*SELECTED TEXT*
--- begin ---

Efetobore Eric “Efe” Ambrose Emuobo (born 18 October 1988) is a Nigerian professional footballer who plays as a defender for Greenock Morton. Ambrose has previously played for Kaduna United, Bayelsa United, Israeli club Ashdod, Scottish clubs Celtic, Hibernian, Livingston, St Johnstone and Dunfermline Athletic, and English side Derby County.

Ambrose has also played for the Nigeria national football team, and he has represented Nigeria at the FIFA Under-20 World Cup, the Summer Olympics, the Africa Cup of Nations and the FIFA World Cup.

Club career

Early career
Ambrose started his professional career at Kaduna United in 2006 and two years later, he was loaned to Bayelsa United for the 2008–09 season but remained with Kaduna United after helping them win promotion.

FC Ashdod
Ambrose joined Israeli Premier League club FC Ashdod in June 2010 and left in 2012.

--- end ---

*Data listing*
--- begin ---

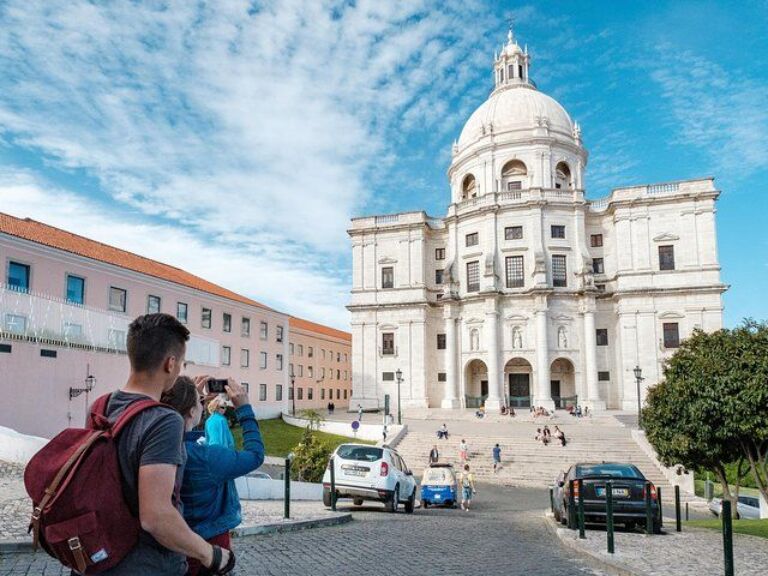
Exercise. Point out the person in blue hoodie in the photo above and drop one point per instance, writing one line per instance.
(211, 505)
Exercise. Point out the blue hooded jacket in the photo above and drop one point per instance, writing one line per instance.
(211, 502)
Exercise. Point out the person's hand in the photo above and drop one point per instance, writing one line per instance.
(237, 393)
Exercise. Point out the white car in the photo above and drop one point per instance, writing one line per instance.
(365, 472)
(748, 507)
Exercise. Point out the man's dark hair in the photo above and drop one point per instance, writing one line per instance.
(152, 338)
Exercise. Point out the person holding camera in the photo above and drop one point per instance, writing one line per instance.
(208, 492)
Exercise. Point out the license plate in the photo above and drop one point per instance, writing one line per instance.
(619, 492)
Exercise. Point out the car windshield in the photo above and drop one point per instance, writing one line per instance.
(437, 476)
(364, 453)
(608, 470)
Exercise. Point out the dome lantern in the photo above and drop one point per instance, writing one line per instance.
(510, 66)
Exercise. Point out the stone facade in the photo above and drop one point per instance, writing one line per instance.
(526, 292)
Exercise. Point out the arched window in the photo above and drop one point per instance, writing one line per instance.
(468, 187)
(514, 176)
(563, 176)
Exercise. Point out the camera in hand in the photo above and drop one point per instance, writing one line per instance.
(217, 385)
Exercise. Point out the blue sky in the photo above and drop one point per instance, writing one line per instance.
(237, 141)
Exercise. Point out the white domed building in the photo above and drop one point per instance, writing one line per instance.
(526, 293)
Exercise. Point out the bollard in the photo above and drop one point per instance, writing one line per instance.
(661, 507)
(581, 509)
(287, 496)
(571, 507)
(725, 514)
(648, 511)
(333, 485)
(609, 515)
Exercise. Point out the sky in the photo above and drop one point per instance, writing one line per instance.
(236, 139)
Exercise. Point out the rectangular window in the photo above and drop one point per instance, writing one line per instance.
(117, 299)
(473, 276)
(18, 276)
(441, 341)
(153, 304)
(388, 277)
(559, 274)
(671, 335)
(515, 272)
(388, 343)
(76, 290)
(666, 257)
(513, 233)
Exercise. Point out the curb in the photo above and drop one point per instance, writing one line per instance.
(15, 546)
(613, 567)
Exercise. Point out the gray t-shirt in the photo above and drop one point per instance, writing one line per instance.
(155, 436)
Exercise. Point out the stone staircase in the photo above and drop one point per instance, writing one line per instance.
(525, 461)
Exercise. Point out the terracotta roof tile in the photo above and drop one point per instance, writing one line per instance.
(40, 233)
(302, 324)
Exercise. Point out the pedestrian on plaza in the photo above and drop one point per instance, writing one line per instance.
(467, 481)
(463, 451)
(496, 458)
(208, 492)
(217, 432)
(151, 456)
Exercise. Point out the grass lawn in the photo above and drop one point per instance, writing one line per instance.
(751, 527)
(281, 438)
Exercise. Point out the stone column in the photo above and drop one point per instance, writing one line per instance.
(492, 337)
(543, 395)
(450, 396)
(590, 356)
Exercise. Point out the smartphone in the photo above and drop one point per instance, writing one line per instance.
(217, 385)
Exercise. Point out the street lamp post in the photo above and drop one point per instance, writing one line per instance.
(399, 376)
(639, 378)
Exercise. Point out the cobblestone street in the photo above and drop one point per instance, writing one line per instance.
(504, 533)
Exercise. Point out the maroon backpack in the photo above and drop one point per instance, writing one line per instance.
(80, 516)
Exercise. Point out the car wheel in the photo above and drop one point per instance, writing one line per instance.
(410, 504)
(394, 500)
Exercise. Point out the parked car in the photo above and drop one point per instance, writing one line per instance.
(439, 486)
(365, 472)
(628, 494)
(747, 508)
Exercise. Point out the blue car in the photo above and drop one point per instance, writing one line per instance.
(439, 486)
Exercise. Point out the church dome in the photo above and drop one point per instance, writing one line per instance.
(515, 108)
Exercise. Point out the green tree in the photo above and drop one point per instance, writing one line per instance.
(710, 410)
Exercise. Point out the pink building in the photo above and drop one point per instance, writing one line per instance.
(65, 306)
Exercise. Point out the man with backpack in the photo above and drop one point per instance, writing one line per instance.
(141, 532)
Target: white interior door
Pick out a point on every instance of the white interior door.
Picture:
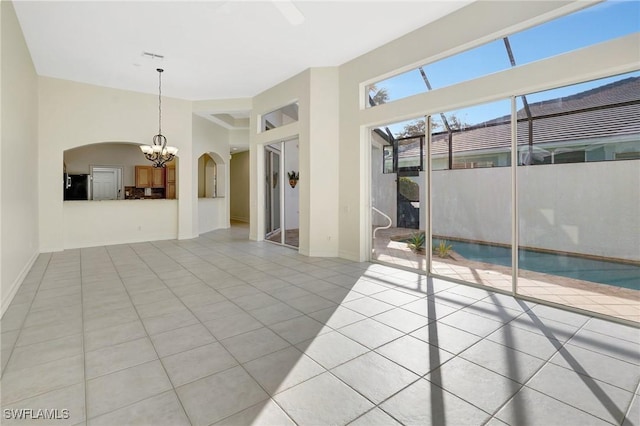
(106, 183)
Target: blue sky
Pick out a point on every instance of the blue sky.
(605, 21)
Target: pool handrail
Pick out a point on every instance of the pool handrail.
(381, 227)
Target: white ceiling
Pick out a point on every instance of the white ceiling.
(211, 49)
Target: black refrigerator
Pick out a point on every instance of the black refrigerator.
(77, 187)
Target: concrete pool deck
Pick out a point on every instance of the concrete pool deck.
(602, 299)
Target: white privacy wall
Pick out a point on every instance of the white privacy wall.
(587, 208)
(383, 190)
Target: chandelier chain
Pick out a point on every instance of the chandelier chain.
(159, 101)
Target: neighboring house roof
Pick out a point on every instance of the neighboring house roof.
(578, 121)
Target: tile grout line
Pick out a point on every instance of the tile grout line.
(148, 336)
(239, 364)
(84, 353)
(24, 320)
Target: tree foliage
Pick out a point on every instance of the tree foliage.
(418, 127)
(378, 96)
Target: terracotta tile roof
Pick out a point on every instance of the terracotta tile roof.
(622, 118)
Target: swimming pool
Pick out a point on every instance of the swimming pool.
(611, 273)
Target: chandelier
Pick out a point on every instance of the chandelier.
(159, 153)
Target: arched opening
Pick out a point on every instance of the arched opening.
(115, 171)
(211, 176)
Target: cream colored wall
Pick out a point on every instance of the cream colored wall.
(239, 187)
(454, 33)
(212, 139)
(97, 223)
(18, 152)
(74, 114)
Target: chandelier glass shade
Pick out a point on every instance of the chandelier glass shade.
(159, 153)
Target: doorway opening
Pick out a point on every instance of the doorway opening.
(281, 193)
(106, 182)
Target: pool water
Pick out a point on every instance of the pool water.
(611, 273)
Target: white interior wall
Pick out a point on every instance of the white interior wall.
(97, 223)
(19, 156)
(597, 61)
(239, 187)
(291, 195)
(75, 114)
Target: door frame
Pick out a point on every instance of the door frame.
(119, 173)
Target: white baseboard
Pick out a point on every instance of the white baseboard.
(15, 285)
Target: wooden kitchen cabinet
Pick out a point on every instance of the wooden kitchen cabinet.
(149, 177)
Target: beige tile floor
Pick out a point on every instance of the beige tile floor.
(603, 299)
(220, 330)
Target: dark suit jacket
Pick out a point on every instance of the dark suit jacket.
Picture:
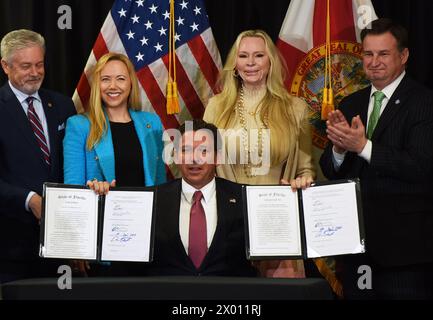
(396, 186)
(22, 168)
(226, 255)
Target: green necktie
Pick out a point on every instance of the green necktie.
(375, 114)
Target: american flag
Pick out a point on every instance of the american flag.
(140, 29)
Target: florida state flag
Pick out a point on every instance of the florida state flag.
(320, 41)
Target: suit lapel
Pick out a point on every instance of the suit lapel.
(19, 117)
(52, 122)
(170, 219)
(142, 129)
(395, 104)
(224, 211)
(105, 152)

--- end ---

*WHAT TO WORK ON*
- A) Duplicate the Efe Ambrose profile word for word.
- B) Give the entries as a two-column CSV with the headers request and answer, one row per request, starting at the line that contains "Target: dark suit jacket" and continuing through the last of the entries. Put each request's text and its answer in one quoted field apiece, turn line breaks into spaces, and leave the pictures out.

*SOLUTIONS TO THE EXERCISE*
- A)
Efetobore Eric “Efe” Ambrose Emuobo (born 18 October 1988) is a Nigerian professional footballer who plays as a defender for Greenock Morton. Ambrose has previously played for Kaduna United, Bayelsa United, Israeli club Ashdod, Scottish clubs Celtic, Hibernian, Livingston, St Johnstone and Dunfermline Athletic, and English side Derby County.

Ambrose has also played for the Nigeria national football team, and he has represented Nigeria at the FIFA Under-20 World Cup, the Summer Olympics, the Africa Cup of Nations and the FIFA World Cup.

Club career

Early career
Ambrose started his professional career at Kaduna United in 2006 and two years later, he was loaned to Bayelsa United for the 2008–09 season but remained with Kaduna United after helping them win promotion.

FC Ashdod
Ambrose joined Israeli Premier League club FC Ashdod in June 2010 and left in 2012.

- B)
request,answer
"Target: dark suit jacket Pick out a point on every instance of the dark suit jacket. Picture:","(396, 186) (22, 168) (226, 255)"
"Target: green necktie Pick out a point on every instance of the green necktie.","(375, 114)"
"Target: american flag Pick out a point on every instance of the american flag.","(140, 29)"
"Target: florida state flag Pick out a point on every instance of the florida state flag.","(320, 41)"
"Target: suit lapel Pick out a point on every instance of the suit lapel.","(19, 117) (52, 122) (170, 219) (142, 129) (395, 104) (224, 211) (105, 152)"